== TO DO ==
Write out every row below as a numbered list, leaving out any blank lines.

== SUPPLIED RECORDS ==
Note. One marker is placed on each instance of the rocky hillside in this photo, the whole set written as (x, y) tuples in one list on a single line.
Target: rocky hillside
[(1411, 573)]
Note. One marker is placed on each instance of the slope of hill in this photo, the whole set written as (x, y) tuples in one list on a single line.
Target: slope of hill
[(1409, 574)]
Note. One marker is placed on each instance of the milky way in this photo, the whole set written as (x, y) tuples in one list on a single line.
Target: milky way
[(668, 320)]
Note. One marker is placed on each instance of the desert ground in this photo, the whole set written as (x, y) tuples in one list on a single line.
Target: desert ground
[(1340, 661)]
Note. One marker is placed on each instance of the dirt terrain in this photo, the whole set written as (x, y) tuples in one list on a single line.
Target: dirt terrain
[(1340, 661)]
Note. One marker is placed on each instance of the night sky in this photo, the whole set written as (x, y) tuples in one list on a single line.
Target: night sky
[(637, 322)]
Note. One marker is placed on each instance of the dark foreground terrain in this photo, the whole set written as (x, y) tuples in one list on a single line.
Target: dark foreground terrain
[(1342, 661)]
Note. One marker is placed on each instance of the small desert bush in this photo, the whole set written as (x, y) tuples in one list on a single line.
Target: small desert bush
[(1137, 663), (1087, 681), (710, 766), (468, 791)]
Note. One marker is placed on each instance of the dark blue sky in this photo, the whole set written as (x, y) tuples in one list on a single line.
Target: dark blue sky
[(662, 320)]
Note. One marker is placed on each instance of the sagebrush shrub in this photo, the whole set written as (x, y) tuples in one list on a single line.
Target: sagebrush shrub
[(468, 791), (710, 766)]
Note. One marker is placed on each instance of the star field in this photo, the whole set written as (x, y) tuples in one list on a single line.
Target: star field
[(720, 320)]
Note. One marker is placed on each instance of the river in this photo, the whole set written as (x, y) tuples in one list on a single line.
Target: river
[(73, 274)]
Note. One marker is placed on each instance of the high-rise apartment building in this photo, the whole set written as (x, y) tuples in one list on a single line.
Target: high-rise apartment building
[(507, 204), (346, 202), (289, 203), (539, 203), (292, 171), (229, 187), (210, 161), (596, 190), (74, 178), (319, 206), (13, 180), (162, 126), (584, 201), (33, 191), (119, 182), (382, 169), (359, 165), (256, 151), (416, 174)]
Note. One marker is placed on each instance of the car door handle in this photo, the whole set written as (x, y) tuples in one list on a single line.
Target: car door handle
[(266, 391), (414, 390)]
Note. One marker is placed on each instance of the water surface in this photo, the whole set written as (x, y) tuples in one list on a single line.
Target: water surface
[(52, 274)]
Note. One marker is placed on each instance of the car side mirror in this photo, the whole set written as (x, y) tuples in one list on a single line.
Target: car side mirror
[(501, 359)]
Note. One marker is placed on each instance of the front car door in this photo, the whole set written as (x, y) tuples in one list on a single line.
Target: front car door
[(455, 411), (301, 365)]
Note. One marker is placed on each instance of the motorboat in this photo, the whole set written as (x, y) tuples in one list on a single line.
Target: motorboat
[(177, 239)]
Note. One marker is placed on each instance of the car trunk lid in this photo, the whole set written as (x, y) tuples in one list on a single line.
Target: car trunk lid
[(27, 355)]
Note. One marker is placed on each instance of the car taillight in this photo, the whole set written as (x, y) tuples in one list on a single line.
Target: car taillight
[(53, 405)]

== SOLUTION ==
1. Note. One marker is placed on each instance of the rocky hillside in this photo, the whole set written as (x, y) tuples in one list on a single line.
2. Target: rocky hillside
3. [(1411, 573)]
4. Note. One marker is placed on each instance of the slope of hill in this photo, the whole set written as (x, y) tuples in one list on a single line.
5. Target: slope of hill
6. [(1409, 574)]
7. Note. One marker is placed on each instance of the milky way in this photo, the whole set written as (x, y) tuples in one list on a single line.
8. Target: milky way
9. [(668, 320)]
10. Note. One marker is placed on each instance of the desert ground in this photo, the whole set written as (x, y) tuples in one list on a single line.
11. Target: desert ground
12. [(1340, 661)]
13. Note. One marker is placed on each instance of the dirt terrain in this photo, the whole set written as (x, y) tuples in one list on a single line.
14. Target: dirt terrain
15. [(1340, 661)]
16. Note. One marker is placed on each instance of the night sky in this photo, the whole set written as (x, y) tuples in one list on a single line.
17. Target: night sky
18. [(637, 322)]
19. Note. One marker is placed on each instance of the dark foreground terrain in this photo, the whole set written as (x, y) tuples in one list on a single line.
20. Target: dark foreground terrain
21. [(1342, 661)]
22. Note. One marker is placed on each instance of the small desert bush in this photo, the whole set written as (x, y) tuples in one list on a single line.
23. Target: small desert bush
24. [(1137, 663), (1087, 681), (710, 766), (468, 791)]
25. Note. One marker is placed on each instance of the dark blue sky in this photo, the whole set written as (x, y) tuples in one list on a single line.
26. Target: dark blue sky
27. [(662, 320)]
28. Note. One marker is placed on each instance of the sagebrush shrub in this photo, the whole set written as (x, y) tuples in one list on a single line.
29. Target: sagebrush shrub
30. [(468, 791), (710, 766)]
31. Note. One marker is placed on each instance of the star field in this photo, the whole set written as (x, y) tuples in one list on a single line.
32. Target: star field
33. [(720, 320)]
34. Note. One marker is placed on each instance of the river in this photo, the whole set written as (x, y) tuples in one list on a single line.
35. Target: river
36. [(73, 274)]
37. Note. One marker is placed on each instance of the high-rise apartment building in this photo, the whole set written as (x, y) tuples in one list on a single line.
38. Target: high-rise apartment building
39. [(507, 204), (346, 202), (289, 203), (539, 203), (292, 171), (229, 187), (210, 161), (596, 190), (74, 178), (319, 206), (13, 180), (162, 126), (584, 201), (33, 191), (119, 182), (382, 169), (359, 165), (256, 151), (416, 174)]
40. Note. One marker is placed on each instance of the car door handle in this photo, the whole set written as (x, y) tuples in one list on a single line.
41. Target: car door handle
42. [(266, 391), (414, 390)]
43. Note. One marker is placed on each instance of the water surface in this photo, the whole set written as (x, y) tuples in one list on a single line.
44. Target: water surface
45. [(52, 274)]
46. Note. One marker is placed on each instance of the car side mirror in this photo, the whole set written as (x, y) tuples in one list on a single line.
47. Target: car side mirror
48. [(501, 359)]
49. Note. One marker is placed on each instance of the front car door in this photo, the whole set written as (x, y) tuples in one list on a single line.
50. Target: front car door
51. [(455, 411), (301, 365)]
52. Note. One marker is placed on each instance of the motorboat in this photo, the whole set written as (x, y) tuples in one list on a single line.
53. Target: motorboat
54. [(177, 239)]
55. Note. One marker is placed on each instance of the car trunk lid in this photo, the whole set written as (x, y) tuples in one list on a single line.
56. Target: car trunk lid
57. [(27, 355)]
58. Note. One marker is placed on each instance of the car taillight in this photo, the whole set written as (x, y) tuples in one list on a single line.
59. Target: car taillight
60. [(53, 405)]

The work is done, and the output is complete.